## STATED PROBLEM
Find every line in the rows below that contains the word "book" and copy each of those lines. Case counts.

## RECORDS SHOWN
— START —

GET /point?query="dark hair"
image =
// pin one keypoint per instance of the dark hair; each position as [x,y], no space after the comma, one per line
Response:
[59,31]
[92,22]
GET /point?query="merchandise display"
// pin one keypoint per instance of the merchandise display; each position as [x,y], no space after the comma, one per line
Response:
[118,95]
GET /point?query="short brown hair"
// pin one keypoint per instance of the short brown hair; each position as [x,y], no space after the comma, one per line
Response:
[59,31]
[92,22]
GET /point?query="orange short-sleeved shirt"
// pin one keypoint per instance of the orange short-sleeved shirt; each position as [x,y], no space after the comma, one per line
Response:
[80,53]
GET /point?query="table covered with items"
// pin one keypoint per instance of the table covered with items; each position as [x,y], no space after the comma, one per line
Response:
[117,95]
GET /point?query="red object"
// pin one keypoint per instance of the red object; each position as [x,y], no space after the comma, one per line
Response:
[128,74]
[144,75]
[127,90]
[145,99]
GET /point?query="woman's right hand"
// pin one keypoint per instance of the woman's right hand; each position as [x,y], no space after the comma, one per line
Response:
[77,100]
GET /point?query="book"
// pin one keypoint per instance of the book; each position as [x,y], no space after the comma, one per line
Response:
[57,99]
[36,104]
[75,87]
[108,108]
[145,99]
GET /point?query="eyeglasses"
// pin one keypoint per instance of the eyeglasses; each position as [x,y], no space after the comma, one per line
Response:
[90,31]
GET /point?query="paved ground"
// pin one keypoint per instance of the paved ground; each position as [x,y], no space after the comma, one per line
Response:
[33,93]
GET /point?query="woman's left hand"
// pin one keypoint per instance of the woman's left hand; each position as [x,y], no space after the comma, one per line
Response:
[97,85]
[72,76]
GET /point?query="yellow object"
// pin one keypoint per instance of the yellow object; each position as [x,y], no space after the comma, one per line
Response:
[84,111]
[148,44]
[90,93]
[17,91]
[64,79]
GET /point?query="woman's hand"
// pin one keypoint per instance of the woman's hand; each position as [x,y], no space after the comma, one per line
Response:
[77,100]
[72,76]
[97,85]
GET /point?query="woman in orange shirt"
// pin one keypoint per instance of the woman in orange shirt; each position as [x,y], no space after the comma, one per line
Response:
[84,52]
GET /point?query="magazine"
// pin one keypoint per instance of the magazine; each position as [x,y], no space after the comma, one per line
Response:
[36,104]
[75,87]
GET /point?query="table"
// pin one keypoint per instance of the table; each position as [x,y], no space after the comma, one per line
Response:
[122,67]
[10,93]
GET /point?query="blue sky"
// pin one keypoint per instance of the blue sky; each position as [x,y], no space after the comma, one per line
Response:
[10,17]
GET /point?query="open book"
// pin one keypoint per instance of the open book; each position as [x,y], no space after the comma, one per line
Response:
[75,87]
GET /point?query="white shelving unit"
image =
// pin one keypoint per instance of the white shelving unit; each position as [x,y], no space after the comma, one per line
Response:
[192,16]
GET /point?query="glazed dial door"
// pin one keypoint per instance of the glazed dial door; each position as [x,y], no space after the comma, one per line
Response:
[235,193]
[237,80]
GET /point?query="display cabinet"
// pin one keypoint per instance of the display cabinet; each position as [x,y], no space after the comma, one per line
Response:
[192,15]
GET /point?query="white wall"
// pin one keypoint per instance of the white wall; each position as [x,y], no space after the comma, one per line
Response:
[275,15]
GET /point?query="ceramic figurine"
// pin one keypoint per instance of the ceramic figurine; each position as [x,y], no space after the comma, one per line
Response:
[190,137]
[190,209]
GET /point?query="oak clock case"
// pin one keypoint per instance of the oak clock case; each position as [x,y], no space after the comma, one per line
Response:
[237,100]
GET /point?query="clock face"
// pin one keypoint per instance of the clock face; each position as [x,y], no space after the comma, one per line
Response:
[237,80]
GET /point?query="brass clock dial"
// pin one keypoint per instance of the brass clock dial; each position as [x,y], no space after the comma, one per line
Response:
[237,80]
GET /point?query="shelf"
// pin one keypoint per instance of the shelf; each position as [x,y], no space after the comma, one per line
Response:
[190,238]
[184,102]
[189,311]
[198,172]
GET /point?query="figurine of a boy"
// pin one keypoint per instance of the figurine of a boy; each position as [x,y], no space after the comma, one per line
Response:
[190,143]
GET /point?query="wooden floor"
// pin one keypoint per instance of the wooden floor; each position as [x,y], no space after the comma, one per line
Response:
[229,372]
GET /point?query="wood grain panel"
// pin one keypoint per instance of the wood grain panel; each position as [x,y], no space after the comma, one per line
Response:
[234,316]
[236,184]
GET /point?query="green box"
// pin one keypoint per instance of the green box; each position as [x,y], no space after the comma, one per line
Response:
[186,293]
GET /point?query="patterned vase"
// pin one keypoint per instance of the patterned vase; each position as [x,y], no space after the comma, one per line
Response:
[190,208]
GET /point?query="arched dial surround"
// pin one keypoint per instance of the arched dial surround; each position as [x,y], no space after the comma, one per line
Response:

— END —

## COMPLETED TASK
GET /point?query="book"
// pin one keypoint per instance of the book; each position as [x,y], no space after the comma, one per line
GET /point?query="open book"
// pin one keypoint per instance of the open book; each position as [x,y], no space after the comma, one per line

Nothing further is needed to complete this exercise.